• [Exercise]
Transcribe the data that follows. Match it character for character.

:: Data under study

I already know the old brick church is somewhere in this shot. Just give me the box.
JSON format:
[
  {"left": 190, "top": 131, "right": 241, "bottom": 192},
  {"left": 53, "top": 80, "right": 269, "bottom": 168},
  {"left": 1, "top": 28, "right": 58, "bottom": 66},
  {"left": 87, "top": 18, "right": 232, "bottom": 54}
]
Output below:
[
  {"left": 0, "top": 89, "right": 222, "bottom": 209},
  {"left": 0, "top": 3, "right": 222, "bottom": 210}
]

::::

• [Response]
I already know the old brick church is somewhere in this shot. Just give me the box.
JSON format:
[
  {"left": 190, "top": 131, "right": 241, "bottom": 192},
  {"left": 53, "top": 80, "right": 269, "bottom": 168},
  {"left": 1, "top": 28, "right": 58, "bottom": 66},
  {"left": 87, "top": 18, "right": 232, "bottom": 54}
]
Output below:
[
  {"left": 0, "top": 89, "right": 222, "bottom": 209},
  {"left": 0, "top": 3, "right": 222, "bottom": 210}
]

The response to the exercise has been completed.